Records drawn from a dataset
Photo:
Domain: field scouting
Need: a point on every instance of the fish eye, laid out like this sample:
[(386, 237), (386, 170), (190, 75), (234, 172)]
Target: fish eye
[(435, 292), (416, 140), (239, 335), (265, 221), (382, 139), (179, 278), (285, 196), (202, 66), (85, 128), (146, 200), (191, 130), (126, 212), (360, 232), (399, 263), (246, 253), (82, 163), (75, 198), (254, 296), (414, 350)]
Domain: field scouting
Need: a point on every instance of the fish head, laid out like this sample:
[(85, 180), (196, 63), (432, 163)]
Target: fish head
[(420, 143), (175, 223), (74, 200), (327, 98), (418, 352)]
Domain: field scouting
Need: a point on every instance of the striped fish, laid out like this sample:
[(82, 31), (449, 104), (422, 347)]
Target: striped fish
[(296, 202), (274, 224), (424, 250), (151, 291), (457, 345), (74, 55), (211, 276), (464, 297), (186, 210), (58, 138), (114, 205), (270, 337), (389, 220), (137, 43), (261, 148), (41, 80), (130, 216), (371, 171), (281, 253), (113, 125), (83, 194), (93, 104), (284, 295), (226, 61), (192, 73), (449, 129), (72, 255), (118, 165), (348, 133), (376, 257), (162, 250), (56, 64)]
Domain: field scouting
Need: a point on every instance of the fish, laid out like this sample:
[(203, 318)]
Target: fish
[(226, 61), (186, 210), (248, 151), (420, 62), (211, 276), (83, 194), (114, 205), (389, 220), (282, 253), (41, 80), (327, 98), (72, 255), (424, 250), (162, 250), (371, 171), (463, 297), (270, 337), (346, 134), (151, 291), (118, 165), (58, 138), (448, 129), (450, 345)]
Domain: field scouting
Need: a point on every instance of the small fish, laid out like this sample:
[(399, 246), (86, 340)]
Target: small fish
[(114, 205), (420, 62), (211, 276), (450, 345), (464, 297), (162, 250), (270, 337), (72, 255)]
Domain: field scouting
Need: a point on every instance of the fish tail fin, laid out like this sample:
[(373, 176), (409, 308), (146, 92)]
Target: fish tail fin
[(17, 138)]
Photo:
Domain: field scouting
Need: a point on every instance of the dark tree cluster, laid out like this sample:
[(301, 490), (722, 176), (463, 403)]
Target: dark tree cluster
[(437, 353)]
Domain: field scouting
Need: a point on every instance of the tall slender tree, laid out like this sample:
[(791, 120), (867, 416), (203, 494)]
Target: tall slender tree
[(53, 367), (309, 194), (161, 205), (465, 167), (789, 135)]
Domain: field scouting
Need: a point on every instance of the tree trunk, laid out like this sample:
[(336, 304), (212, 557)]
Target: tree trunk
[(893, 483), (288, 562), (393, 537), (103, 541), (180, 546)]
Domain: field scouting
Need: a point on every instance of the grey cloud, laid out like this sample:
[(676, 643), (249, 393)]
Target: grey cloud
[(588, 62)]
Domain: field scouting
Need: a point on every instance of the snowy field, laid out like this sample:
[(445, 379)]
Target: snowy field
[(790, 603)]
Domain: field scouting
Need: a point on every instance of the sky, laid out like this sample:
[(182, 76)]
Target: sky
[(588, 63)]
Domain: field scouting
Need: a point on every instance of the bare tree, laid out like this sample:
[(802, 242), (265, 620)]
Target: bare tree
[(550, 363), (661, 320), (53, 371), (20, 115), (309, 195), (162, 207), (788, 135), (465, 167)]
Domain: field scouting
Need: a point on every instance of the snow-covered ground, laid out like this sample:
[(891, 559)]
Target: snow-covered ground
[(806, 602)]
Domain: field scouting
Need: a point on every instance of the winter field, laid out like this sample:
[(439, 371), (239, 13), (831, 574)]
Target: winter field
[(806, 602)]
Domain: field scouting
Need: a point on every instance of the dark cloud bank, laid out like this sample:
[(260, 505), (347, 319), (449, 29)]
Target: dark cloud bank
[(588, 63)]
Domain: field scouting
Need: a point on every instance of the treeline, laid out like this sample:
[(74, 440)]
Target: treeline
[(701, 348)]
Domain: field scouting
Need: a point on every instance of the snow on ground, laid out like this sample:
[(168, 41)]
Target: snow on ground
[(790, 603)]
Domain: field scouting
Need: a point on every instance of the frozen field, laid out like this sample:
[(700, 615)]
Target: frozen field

PROMPT:
Exactly as written, please reproduce the lines from the first line of the data to the line containing "[(399, 246), (86, 340)]", inclusive, and nothing else.

RESULT:
Photo:
Domain: field scouting
Need: a point on every instance of the fish eye, laid out like this sample:
[(386, 237), (386, 170), (190, 75), (234, 172)]
Target: fish eye
[(435, 292), (416, 140), (239, 335), (265, 221), (382, 139), (179, 278), (285, 196), (202, 66), (85, 128), (146, 200), (191, 130), (126, 212), (360, 232), (399, 263), (246, 253), (82, 163), (75, 198), (254, 296), (414, 350)]
Domain: field scouting
Need: a point on every instance of the fish head, laid out like this sample:
[(85, 180), (196, 63), (432, 163)]
Target: fish head
[(420, 143), (175, 223), (74, 200), (327, 98), (418, 352)]
Domain: field scouting
Need: a point on every instance of the striped fish, laid out like this sample:
[(82, 31), (449, 104), (422, 347)]
Target: striped fish
[(296, 202), (274, 224), (424, 250), (151, 291), (457, 345), (74, 55), (211, 276), (464, 297), (186, 210), (58, 138), (114, 205), (270, 337), (389, 220), (137, 43), (261, 148), (41, 80), (130, 216), (371, 171), (281, 253), (113, 125), (83, 194), (93, 104), (284, 295), (226, 61), (192, 73), (449, 129), (72, 255), (118, 165), (348, 133), (376, 257), (162, 250), (56, 64)]
Domain: field scouting
Need: a point on every instance of the fish, laid out like this sample:
[(203, 318)]
Target: fish
[(226, 61), (186, 210), (248, 151), (420, 62), (211, 276), (83, 194), (114, 205), (389, 220), (282, 253), (41, 80), (327, 98), (72, 255), (424, 250), (162, 250), (371, 171), (463, 297), (270, 337), (346, 134), (151, 291), (118, 165), (58, 138), (448, 129), (450, 345)]
Domain: field scouting
Need: a point on every instance of the small fish, laid out like this sample:
[(399, 246), (86, 340)]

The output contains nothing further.